Im Kreislauf denken & Kunststoffe nachhaltig nutzen
Für eine Kreislaufwirtschaft der Kunststoffe sind Wirtschaft und Politik gefordert, neue Wege zu gehen. Der VDI zeigt in einem Green Paper, wie das geht.
Kunststoffe als wiederverwendbare Rohstoffe zu bewerben, wird zum Mainstream. Diese praktisch im Kreislauf zu führen, ist in vielen Bereichen jedoch weiterhin Zukunftsmusik. Die Lücke zwischen Wunsch und Wirklichkeit resultiert nicht zuletzt aus fehlenden, branchenübergreifenden Kooperationen.
Diese Zusammenarbeit als System ist essenzielle Komponente für eine funktionierende Kreislaufwirtschaft der Kunststoffe. Was es für diese „Circular Economy“ braucht, ist ein kreislaufübergreifendes Bewusstsein und eine Wertschöpfung, die sich konsequent auf den Einsatz von Rezyklaten ausrichtet.

[Arbeitsanweisungen]:
A: Kopiere aus dem Text über die Kreislaufwirtschaft der Kunststoffe wortgetreu den Abschnitt zwischen „Im Kreislauf denken“ und „fehlenden, branchenübergreifenden Kooperationen.“, beide Stellen eingeschlossen.
B: Setze den Text über die Kreislaufwirtschaft der Kunststoffe im Anschluss an seinen letzten Satz fort.

[Rohdaten]:

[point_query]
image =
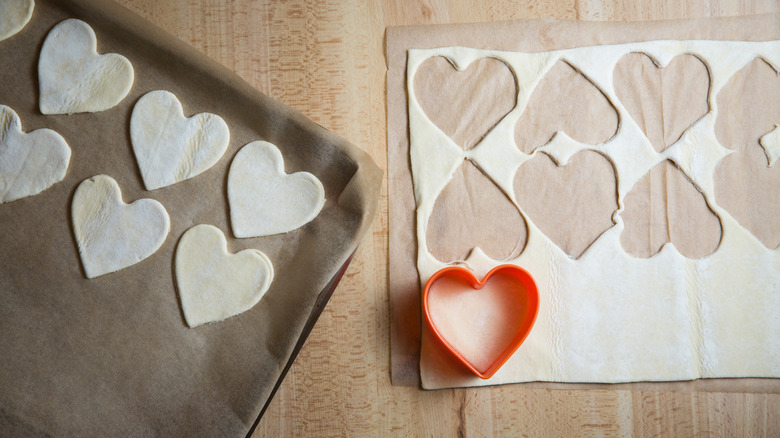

[Ergebnisse der Aufgaben]:
A:
Im Kreislauf denken & Kunststoffe nachhaltig nutzen
Für eine Kreislaufwirtschaft der Kunststoffe sind Wirtschaft und Politik gefordert, neue Wege zu gehen. Der VDI zeigt in einem Green Paper, wie das geht.
Kunststoffe als wiederverwendbare Rohstoffe zu bewerben, wird zum Mainstream. Diese praktisch im Kreislauf zu führen, ist in vielen Bereichen jedoch weiterhin Zukunftsmusik. Die Lücke zwischen Wunsch und Wirklichkeit resultiert nicht zuletzt aus fehlenden, branchenübergreifenden Kooperationen.

B:
Mitwirken aller notwendig
Genutzte Kunststoffe müssen als Rohstoffquellen verstanden und genutzt werden. Dieser grundlegende neue Umgang mit Kunststoff bedarf einer breiten Akzeptanz und der Mitwirkung aller Akteure in der Wertschöpfungskette. Es reicht somit nicht, allein den Verwertern und den Recyclingunternehmen den Umgang mit genutzten Kunststoffen zu überlassen. Allen Unternehmen muss klar sein, dass der Abfall von heute ihr Rohstoff von morgen sein wird.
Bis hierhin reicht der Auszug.